**What you need to do**
Report each line in the rows below that contains the word "jacket", copying every such line in full.

**Extracted entries**
+---+

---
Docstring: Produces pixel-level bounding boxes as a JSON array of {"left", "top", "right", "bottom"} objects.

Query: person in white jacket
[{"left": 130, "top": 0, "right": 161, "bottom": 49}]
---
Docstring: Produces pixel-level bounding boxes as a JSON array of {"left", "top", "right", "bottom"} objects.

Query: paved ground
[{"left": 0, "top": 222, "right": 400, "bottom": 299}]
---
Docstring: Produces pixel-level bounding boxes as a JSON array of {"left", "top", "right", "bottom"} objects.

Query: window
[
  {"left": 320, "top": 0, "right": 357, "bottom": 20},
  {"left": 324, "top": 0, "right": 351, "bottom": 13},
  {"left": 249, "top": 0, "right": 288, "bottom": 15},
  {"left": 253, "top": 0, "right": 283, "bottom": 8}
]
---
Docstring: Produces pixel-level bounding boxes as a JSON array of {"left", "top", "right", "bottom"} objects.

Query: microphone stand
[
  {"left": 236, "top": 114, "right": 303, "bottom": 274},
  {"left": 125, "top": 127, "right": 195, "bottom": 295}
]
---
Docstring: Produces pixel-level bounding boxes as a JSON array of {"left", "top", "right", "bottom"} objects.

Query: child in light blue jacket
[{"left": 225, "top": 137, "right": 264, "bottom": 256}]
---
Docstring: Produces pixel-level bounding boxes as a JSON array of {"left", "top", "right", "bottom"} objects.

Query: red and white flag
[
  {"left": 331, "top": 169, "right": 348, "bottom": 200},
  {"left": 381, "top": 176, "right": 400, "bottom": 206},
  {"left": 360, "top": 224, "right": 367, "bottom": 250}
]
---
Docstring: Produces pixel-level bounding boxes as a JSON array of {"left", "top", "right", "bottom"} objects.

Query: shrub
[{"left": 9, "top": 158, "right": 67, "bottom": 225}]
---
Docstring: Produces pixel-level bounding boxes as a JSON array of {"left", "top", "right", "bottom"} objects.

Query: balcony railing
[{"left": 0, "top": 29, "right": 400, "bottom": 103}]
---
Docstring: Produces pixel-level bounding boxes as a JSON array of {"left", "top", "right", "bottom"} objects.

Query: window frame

+---+

**Response**
Query: person in white jacket
Query: child in light blue jacket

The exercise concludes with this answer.